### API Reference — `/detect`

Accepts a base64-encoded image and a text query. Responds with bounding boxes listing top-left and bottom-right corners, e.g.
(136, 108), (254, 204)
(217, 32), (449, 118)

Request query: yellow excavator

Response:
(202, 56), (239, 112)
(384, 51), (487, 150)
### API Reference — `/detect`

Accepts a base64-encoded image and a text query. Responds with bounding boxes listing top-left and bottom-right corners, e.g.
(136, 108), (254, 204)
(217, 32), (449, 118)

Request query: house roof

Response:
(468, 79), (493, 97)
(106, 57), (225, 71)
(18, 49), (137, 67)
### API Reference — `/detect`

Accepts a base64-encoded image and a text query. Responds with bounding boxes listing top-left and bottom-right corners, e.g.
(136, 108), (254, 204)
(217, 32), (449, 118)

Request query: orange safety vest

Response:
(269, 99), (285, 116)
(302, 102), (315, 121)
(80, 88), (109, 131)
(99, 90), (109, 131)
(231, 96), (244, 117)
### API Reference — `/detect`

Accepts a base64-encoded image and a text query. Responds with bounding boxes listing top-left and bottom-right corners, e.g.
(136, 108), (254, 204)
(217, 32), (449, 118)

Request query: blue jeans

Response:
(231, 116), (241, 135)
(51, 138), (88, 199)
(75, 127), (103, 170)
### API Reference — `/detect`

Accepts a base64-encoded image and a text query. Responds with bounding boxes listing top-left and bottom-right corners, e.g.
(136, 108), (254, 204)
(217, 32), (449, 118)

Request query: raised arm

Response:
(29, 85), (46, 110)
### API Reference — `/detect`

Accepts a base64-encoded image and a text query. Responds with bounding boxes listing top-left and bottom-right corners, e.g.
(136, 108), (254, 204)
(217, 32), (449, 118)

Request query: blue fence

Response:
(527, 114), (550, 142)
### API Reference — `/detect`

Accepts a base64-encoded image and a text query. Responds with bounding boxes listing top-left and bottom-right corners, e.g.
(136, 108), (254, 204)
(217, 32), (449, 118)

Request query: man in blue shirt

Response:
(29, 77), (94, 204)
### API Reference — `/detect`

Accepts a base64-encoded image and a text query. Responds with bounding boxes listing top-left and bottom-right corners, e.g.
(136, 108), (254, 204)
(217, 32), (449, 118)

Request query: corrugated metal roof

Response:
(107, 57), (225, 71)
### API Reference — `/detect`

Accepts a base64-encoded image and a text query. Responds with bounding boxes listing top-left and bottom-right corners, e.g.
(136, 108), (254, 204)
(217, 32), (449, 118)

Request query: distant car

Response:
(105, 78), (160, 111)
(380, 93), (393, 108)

> [Exercise description]: Rescale the material from its beginning through the line containing "(384, 51), (487, 150)", both included, and reproduce each of those lines in full and nothing else. Multiply every bounding-box coordinate under "Response:" by 0.9 and round to whole numbers with halves going up, but leave the coordinates after "e.g." unchanged.

> [Worked answer]:
### API Reference — `/detect`

Accepts a base64-encoded image and a text query. Responds with bounding boxes listing top-left and bottom-right corners, e.g.
(136, 108), (254, 204)
(217, 32), (449, 118)

Request query: yellow excavator

Response:
(182, 50), (215, 101)
(346, 46), (438, 135)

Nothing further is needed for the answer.